• _What the task requires_
Once the pictures are set aside, retype the remaining entries exactly.

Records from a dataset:
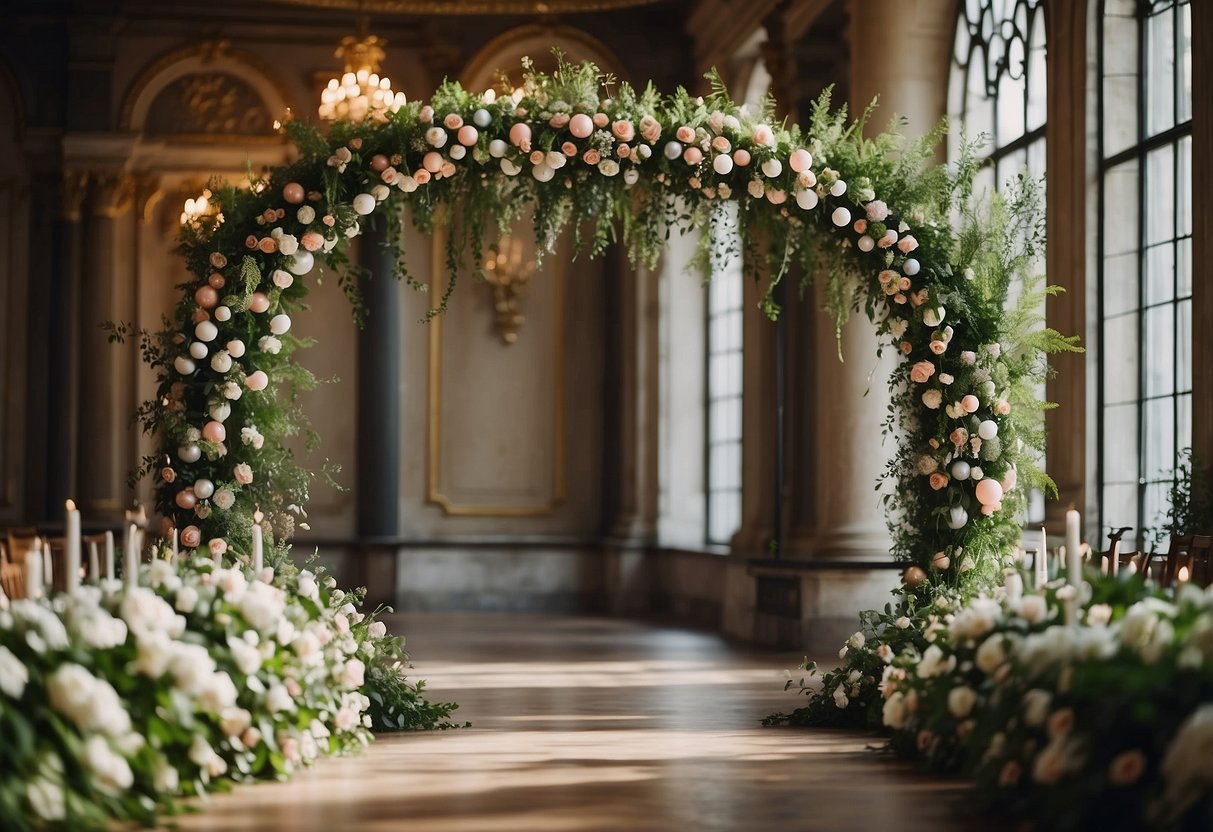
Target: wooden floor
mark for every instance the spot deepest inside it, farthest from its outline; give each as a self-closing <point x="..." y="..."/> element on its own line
<point x="588" y="724"/>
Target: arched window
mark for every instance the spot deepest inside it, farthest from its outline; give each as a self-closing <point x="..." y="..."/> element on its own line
<point x="997" y="85"/>
<point x="1144" y="256"/>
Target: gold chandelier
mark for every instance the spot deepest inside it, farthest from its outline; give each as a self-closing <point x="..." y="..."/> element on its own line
<point x="360" y="92"/>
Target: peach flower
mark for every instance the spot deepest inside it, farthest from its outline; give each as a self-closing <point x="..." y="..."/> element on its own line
<point x="650" y="129"/>
<point x="921" y="371"/>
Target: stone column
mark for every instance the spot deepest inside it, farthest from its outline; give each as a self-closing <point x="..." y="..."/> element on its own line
<point x="632" y="380"/>
<point x="104" y="420"/>
<point x="852" y="395"/>
<point x="62" y="403"/>
<point x="1066" y="251"/>
<point x="379" y="389"/>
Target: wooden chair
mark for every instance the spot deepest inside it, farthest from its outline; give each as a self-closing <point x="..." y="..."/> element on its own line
<point x="12" y="580"/>
<point x="1190" y="558"/>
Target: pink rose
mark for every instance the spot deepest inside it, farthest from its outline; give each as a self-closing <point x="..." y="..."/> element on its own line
<point x="921" y="371"/>
<point x="624" y="131"/>
<point x="650" y="129"/>
<point x="877" y="211"/>
<point x="191" y="536"/>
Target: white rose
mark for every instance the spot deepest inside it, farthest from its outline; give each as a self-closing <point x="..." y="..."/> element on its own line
<point x="961" y="701"/>
<point x="13" y="674"/>
<point x="894" y="713"/>
<point x="46" y="799"/>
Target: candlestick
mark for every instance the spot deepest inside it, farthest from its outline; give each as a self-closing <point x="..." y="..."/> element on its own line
<point x="33" y="569"/>
<point x="1074" y="547"/>
<point x="72" y="533"/>
<point x="94" y="563"/>
<point x="109" y="556"/>
<point x="1042" y="556"/>
<point x="131" y="557"/>
<point x="257" y="554"/>
<point x="47" y="564"/>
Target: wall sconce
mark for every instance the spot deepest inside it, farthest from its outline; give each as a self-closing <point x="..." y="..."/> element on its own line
<point x="508" y="274"/>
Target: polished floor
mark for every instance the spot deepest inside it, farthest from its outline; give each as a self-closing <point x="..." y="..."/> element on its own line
<point x="596" y="725"/>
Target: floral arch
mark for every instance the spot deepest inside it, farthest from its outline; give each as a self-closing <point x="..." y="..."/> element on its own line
<point x="614" y="163"/>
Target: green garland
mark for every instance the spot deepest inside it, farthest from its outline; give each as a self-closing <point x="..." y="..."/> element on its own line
<point x="624" y="166"/>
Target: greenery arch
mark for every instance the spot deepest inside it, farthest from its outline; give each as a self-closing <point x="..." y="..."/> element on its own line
<point x="895" y="234"/>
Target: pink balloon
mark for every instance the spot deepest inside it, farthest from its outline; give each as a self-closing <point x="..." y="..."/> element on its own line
<point x="581" y="125"/>
<point x="206" y="297"/>
<point x="214" y="432"/>
<point x="294" y="193"/>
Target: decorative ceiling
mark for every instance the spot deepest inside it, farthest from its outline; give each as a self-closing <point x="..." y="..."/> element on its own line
<point x="470" y="6"/>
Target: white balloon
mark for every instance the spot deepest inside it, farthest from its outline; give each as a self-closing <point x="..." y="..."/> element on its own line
<point x="302" y="260"/>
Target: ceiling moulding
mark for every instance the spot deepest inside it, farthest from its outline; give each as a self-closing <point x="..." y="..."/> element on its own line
<point x="468" y="6"/>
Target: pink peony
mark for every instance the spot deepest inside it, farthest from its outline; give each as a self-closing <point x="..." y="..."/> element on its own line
<point x="650" y="129"/>
<point x="921" y="371"/>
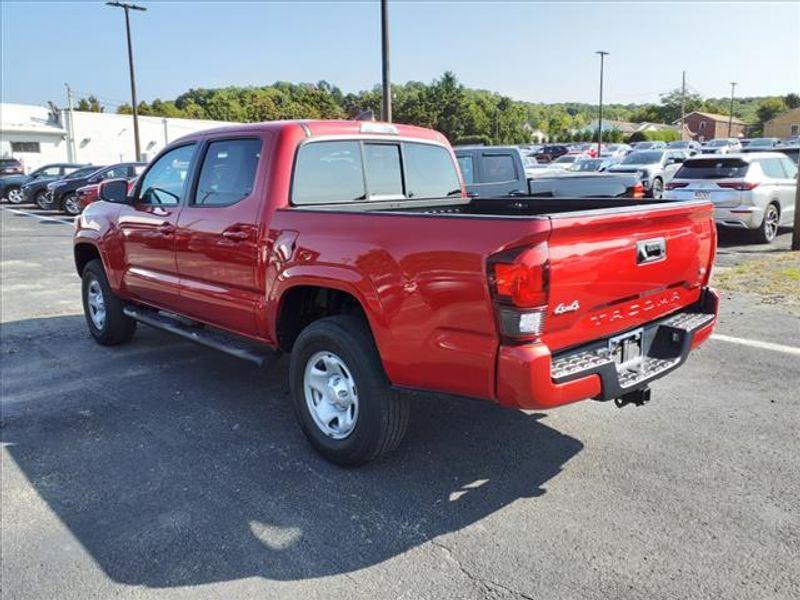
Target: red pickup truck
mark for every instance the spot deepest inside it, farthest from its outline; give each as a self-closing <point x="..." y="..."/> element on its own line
<point x="353" y="246"/>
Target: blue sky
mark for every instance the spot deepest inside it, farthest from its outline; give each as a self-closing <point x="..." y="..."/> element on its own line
<point x="529" y="51"/>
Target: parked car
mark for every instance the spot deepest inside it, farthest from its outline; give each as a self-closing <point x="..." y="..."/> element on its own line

• _Exercise solution_
Target: wooden floor
mark for every instance the spot deepest inside it, farthest from its outline; give each as a self-closing <point x="..." y="..."/> element on its own line
<point x="588" y="724"/>
Target: arched window
mark for every instance the spot deepest inside it, farthest from its outline; give each as a self-closing <point x="..." y="..."/> element on its own line
<point x="997" y="85"/>
<point x="1144" y="256"/>
Target: gold chandelier
mark for every instance the spot deepest inside it, farthest from its outline; give each as a self-closing <point x="..." y="..."/> element on its own line
<point x="360" y="92"/>
Target: peach flower
mark for every instance the spot deepest inside it, farthest from its outline; give each as a self-closing <point x="..." y="..."/> element on its own line
<point x="650" y="129"/>
<point x="921" y="371"/>
Target: stone column
mark for every instance the spot deepest inside it, farthest from its outline; give each as a self-closing <point x="..." y="..."/> element on its own line
<point x="632" y="380"/>
<point x="104" y="420"/>
<point x="852" y="395"/>
<point x="62" y="403"/>
<point x="1066" y="251"/>
<point x="379" y="389"/>
Target: wooden chair
mark for every instance the spot deepest inside it, farthest from its outline; give each as a self-closing <point x="..." y="..."/> element on its own line
<point x="12" y="580"/>
<point x="1190" y="558"/>
Target: pink rose
mark for every instance the spot deepest inside it, farthest from its outline; give each as a self-closing <point x="..." y="..."/> element on its own line
<point x="921" y="371"/>
<point x="624" y="131"/>
<point x="650" y="129"/>
<point x="877" y="211"/>
<point x="191" y="536"/>
Target: white rose
mark for every instance the spot deepest inside it, farthest from its outline; give each as a self-closing <point x="..." y="..."/> element on its own line
<point x="961" y="701"/>
<point x="13" y="674"/>
<point x="894" y="713"/>
<point x="46" y="799"/>
Target: candlestick
mark for every instance the spot deepest inside it, farthest from its outline; give each as a self-closing <point x="..." y="..."/> element on its own line
<point x="33" y="569"/>
<point x="1074" y="547"/>
<point x="72" y="533"/>
<point x="94" y="563"/>
<point x="109" y="556"/>
<point x="1042" y="556"/>
<point x="131" y="557"/>
<point x="257" y="554"/>
<point x="47" y="564"/>
Target: wall sconce
mark for every instance the spot deepest inside it, farthest from its outline; give each as a self-closing <point x="..." y="..."/> element on its own line
<point x="508" y="274"/>
Target: polished floor
mark for every instance the spot deepest inside it, farthest from its outline; give each as a self-closing <point x="..." y="..."/> element on its own line
<point x="596" y="725"/>
Target: floral arch
mark for every instance the spot deepest inside it, farthest from its outline; give each as a self-closing <point x="..." y="..."/> element on its own line
<point x="614" y="163"/>
Target: green garland
mark for every instance the spot deepest inside it, farthest from its outline; give each as a self-closing <point x="..." y="..."/> element on its own line
<point x="624" y="166"/>
Target: greenery arch
mark for every instance the spot deepest inside it, farthest from its outline; give each as a self-closing <point x="..." y="..."/> element on its own line
<point x="895" y="234"/>
Target: pink balloon
mark for every instance the spot deepest inside it, farthest from its outline; give each as a self-closing <point x="..." y="..."/> element on its own line
<point x="581" y="125"/>
<point x="206" y="297"/>
<point x="214" y="432"/>
<point x="294" y="193"/>
Target: decorative ceiling
mark for every instance the spot deepest inside it, farthest from its outline; give each as a self-closing <point x="..." y="..."/> element on its own line
<point x="470" y="6"/>
Target: white balloon
mark for every instance the spot deepest inside it, farthest from its outline; give each as a self-closing <point x="..." y="..."/> element on its own line
<point x="302" y="260"/>
Target: ceiling moulding
mark for every instance the spot deepest inside it, farthest from its outline; give each as a self-closing <point x="..." y="..."/> element on its own line
<point x="468" y="6"/>
Target: pink peony
mark for every instance the spot deepest inside it, farthest from its outline; give each as a self-closing <point x="..." y="..."/> element on its own line
<point x="650" y="129"/>
<point x="921" y="371"/>
Target: red pickup truck
mark for every instance the spot deepest inside it, farthest from its outline; give each as a self-closing <point x="..." y="..."/> element on its own line
<point x="353" y="246"/>
Target: blue sky
mark for every instance the spot deepest inside it, farthest from its outline; give each as a self-closing <point x="..." y="..."/> element on its own line
<point x="529" y="51"/>
Target: parked car
mark for every instance the spot deepest inside it, farthest from its outline; give each as a self-closing <point x="..." y="..."/> element on its own line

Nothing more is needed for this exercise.